--- Extract provided ---

Air Commodore Andrew Lambert, of the UK National Defence Association—a group of former military chiefs and politicians—said:

The Ministry of Defence should be worried. It always trots out the mantra of reviewing force levels but the only real solution is to deploy a sizeable force of Typhoons, at least a squadron, to buy us time to formulate a proper reinforcement package.

A Ministry of Defence spokesman said: “We regularly review force levels around the world, though we wouldn’t comment on the detail of this for obvious reasons.”

In August last year the former head of the RAF, Air Chief Marshal Sir Michael Graydon, said Britain must increase defence spending “immediately” to send a clear signal to opponents. It had only seven combat-capable squadrons (due to fall to six) compared to France’s fifteen (even Belgium has five), and only eighteen major surface combatants—five destroyers and thirteen frigates—to France’s twenty-four, despite the obvious fact that Britain is an island and France is not. In a joint letter with leading historian Andrew Roberts, Sir Michael called on Britain to take the lead in Europe and increase spending to “implement an updated strategy which takes full account of today’s changed reality”. Sir Michael and Mr Roberts said the country’s armed forces were “too small, too unbalanced, with many serious gaps”. They called for an immediate stop to defence cuts and for Britain’s defence budget to be ring-fenced against further cuts (the foreign aid budget has been “ring-fenced”, though it is hard to see how it serves comparable national interests). “Not to do so would suggest that defence is not the first duty of government, but a lower priority than several ring-fenced social services,” they said. “Such a commitment would send a clear signal not only to Russia, but to the rest of Nato, and our opponents elsewhere. “

Britain has signed up to a Nato initiative to share billions of pounds of military hardware with other countries, potentially leaving the UK incapable of fighting its own wars. Under the scheme, heavy weapons, aircraft and ships would be pooled in an effort to save money and promote co-operation. The fact that all major countries at different times have different interests is ignored. Should Argentina invade the Falklands, or Spain invade Gibraltar, can one imagine France lending Britain its only aircraft-carrier and its air-group to help retake them? Retired Air Vice-Marshal Sir John Walker has warned that independent military actions such as defending the Falklands would be impossible if Britain was sharing large parts of its small stock of vital equipment.

The moral importance of preserving a tradition and ethos of regimental identity, long a central part of British military tradition and arguably a major reason for the heroism British soldiers have so often displayed, has also been ignored. In Germany in 1919 the few surviving regiments of the German army were each appointed bearers of the—to them almost physically real—traditions and ethos of several disbanded regiments. In Britain public money is spent on left-wing anti-military propaganda of various kinds. It takes no great forensic skills to work out whodunit in the average BBC police television mystery or new “edgy” drama—the villain and murderer, if not a Tory politician, is always the respectable army officer or other “establishment” figure. How important this relentless barrage of anti-military propaganda, this attack on the whole penumbra of military and national ethos and tradition, is, it is hard to say.

Meanwhile, the number of Russian military flights probing Baltic airspace has trebled in the past year, according to Nato. Estonia says that one of its security service officers was kidnapped on the border last year and is being held in Russia. Russia has also obtained a new naval base in Cyprus.

--- Data extract ---

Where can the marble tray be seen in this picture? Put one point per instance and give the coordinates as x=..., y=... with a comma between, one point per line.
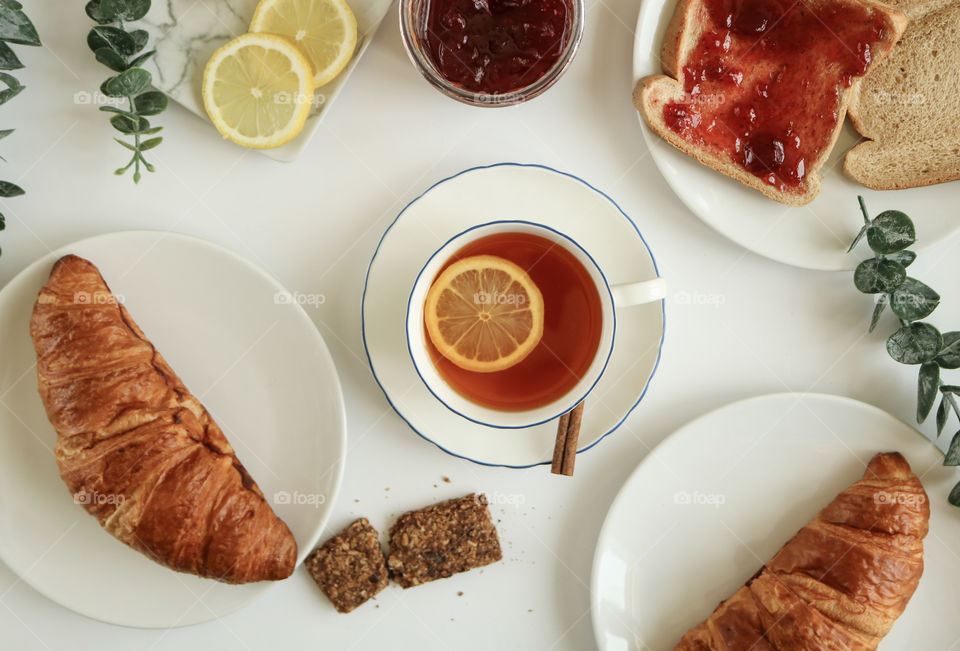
x=186, y=32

---

:: Task instructions ::
a - In the piece on British defence, why did Sir Michael Graydon and Andrew Roberts want the defence budget ring-fenced? Answer in one to three sentences.
b - Extend the piece on British defence with more writing that follows on from its final paragraph.
The material comes from a different source than the piece on British defence.

:: Solved problems ::
a - They said that failing to ring-fence it would suggest defence was not the first duty of government but a lower priority than several ring-fenced social services. They also said such a commitment would send a clear signal to Russia, to the rest of Nato and to opponents elsewhere.

b -
Many defence analysts have questioned whether Nato’s eastern members could cope with a covert, multi-level campaign like that in Ukraine—irregular troops, cyber attack and skilful propaganda being used to exploit internal tensions with ethnic Russian minorities, quite large in all of the Baltic states, and particularly Estonia. The armed forces of the Baltic states, like those of Ukraine and Georgia, are desperately short of equipment.

British Defence Secretary Michael Fallon said:

It’s a very real and present danger. Putin was testing Nato all last year, if you look at the number of flights and the maritime activity. He flew two Russian bombers down the English Channel two weeks ago. We had to scramble jets very quickly to see them off. It’s the first time since the height of the Cold War that that’s happened. That just shows you, each time he does something like that, you need to be ready to respond.

Britain has scrapped the Nimrod reconnaissance planes, which were used to track intrusive Russian submarines. The Russian “Bear” nuclear-capable heavy bombers, piston-engined, are obsolete but they do not need to be up to date if they can launch up-to-date missiles. There is no innocent reason why Bears should be flown down the English Channel. In 2014 there were more than 100 interceptions of Russian warplanes, three times more than the previous year, and plainly deliberate provocation.

Putin has never treated Nato as anything but an enemy. Even if he is not the kind of psychopathic war-monger that Hitler was, the West still needs force, military mass and demonstrable determination capable of deterring Russian aggression in Ukraine, the Baltic and possibly Poland and central Europe.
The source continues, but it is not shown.